* [AIM 1]:
According to the package documentation, what sample size can the algorithm for beta-binomial spike-and-slab priors handle in half an hour?
* [AIM 2]:
State whether each statement agrees with the package documentation. Answer yes or no for each, quoting the deciding words. (a) The default value of sigma is 1. (b) Tim van Erven maintains the package. (c) For general hierarchical priors, sample sizes up to 100,000 are feasible within half an hour.
* [AIM 3]:
Continue the package documentation from where it stops.

* [READING TEXT]:
Package 'SequenceSpikeSlab'

Title: Exact Bayesian Model Selection Methods for the Sparse Normal Sequence Model
Description: Contains fast functions to calculate the exact Bayes posterior for the Sparse Normal Sequence Model, implementing the algorithms described in Van Erven and Szabo (2021, <doi:10.1214/20-BA1227>). For general hierarchical priors, sample sizes up to 10,000 are feasible within half an hour on a standard laptop. For beta-binomial spike-and-slab priors, a faster algorithm is provided, which can handle sample sizes of 100,000 in half an hour. In the implementation, special care has been taken to assure numerical stability of the methods even for such large sample sizes.
Authors: Steven de Rooij [aut], Tim van Erven [cre, aut], Botond Szabo [aut]
Maintainer: Tim van Erven <[email protected]>
License: GPL (>= 2)
Version: 1.0.1
Built: 2025-03-09 04:11:15 UTC
Source: https://github.com/cran/SequenceSpikeSlab

Help Index


Compute marginal posterior estimates for beta-spike-and-slab prior

Description

Computes marginal posterior probabilities (slab probabilities) that data points have non-zero mean for the spike-and-slab prior with a Beta(beta_kappa,beta_lambda) prior on the mixing parameter. The posterior mean is also provided.

Usage

fast_spike_slab_beta(
  x,
  sigma = 1,
  m = 20,
  slab = "Laplace",
  Laplace_lambda = 0.5,
  Cauchy_gamma = 1,
  beta_kappa = 1,
  beta_lambda,
  show_progress = TRUE
)

* [SUPPLIED MATERIAL]:
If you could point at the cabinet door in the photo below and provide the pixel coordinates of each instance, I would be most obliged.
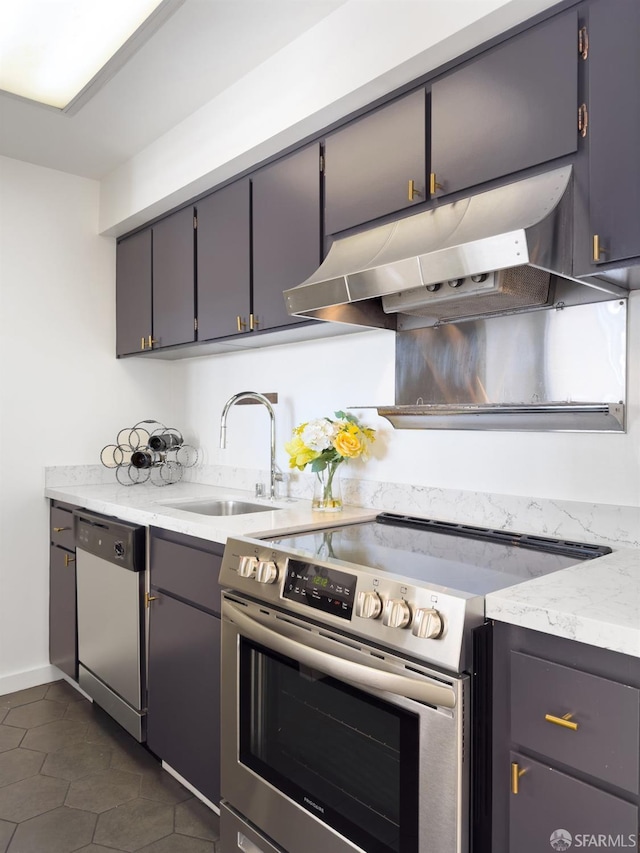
(286, 232)
(183, 718)
(512, 107)
(224, 261)
(548, 801)
(133, 292)
(173, 280)
(63, 635)
(613, 135)
(369, 163)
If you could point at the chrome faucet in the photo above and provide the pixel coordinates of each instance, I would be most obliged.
(274, 471)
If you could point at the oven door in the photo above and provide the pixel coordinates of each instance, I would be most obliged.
(322, 750)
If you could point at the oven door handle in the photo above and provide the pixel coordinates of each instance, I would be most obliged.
(346, 670)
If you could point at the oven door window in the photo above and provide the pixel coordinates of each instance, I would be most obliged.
(345, 756)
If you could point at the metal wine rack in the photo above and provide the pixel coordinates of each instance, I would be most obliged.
(149, 451)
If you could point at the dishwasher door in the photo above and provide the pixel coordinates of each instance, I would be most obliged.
(110, 590)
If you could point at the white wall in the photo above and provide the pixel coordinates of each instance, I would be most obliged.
(314, 379)
(63, 395)
(362, 51)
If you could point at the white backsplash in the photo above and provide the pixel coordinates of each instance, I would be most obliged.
(602, 524)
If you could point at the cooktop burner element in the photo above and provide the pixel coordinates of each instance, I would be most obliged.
(405, 583)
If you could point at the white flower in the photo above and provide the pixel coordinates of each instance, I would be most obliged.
(319, 434)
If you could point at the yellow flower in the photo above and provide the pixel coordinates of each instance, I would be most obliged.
(348, 443)
(300, 454)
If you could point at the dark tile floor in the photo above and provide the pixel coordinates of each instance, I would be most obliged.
(72, 780)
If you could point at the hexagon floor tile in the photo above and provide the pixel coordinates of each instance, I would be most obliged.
(71, 779)
(31, 797)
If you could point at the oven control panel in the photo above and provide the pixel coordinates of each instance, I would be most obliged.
(320, 588)
(426, 621)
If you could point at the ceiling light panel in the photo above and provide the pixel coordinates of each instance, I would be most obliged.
(50, 50)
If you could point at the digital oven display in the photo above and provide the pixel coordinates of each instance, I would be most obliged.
(321, 588)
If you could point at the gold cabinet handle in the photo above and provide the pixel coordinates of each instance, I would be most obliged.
(583, 42)
(583, 120)
(433, 184)
(598, 250)
(516, 773)
(413, 190)
(566, 722)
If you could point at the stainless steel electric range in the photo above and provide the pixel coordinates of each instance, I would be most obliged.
(355, 684)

* [ANSWER 1]:
Sample sizes of 100,000.

* [ANSWER 2]:
(a) Yes: "sigma = 1"
(b) Yes: "Maintainer: Tim van Erven"
(c) No: "For general hierarchical priors, sample sizes up to 10,000 are feasible within half an hour on a standard laptop."

* [ANSWER 3]:
Arguments

x

Vector of n data points

sigma

Standard deviation of the Gaussian noise in the data. May also be set to "auto", in which case sigma is estimated using the estimateSigma function from the selectiveInference package

m

The number of discretization points used is proportional to m*sqrt(n). The larger m, the better the approximation, but the runtime also increases linearly with m. The default m=20 usually gives sufficient numerical precision.

slab

Slab distribution. Must be either "Laplace" or "Cauchy".

Laplace_lambda

Parameter of the Laplace slab

Cauchy_gamma

Parameter of the Cauchy slab

beta_kappa

Parameter of the beta-distribution

beta_lambda

Parameter of the beta-distribution. Default value=n+1

show_progress

Boolean that indicates whether to show a progress bar

Details

The run-time is O(m*n^(3/2)) on n data points, which means that doubling the size of the data leads to an increase in computation time by approximately a factor of 2*sqrt(2)=2.8. Data sets of size n=100,000 should be feasible within approximately 30 minutes.

Value

list (postprobs, postmean, sigma), where postprobs is a vector of marginal posterior slab probabilities that x[i]x[i] has non-zero mean for i=1,...,ni=1,...,n; postmean is a vector with the posterior mean for the x[i]x[i]; and sigma is the value of sigma (this may be of interest when the sigma="auto" option is used)

Examples

# Illustrate that fast_spike_slab_beta is a faster way to compute the same results as
# general_sequence_model on the beta-binomial prior

# Generate data
n <- 500          # sample size
n_signal <- 25    # number of non-zero theta
A <- 5            # signal strength
theta <- c(rep(A,n_signal), rep(0,n-n_signal))
x <- theta + rnorm(n, sd=1)

# Choose slab
slab <- "Cauchy"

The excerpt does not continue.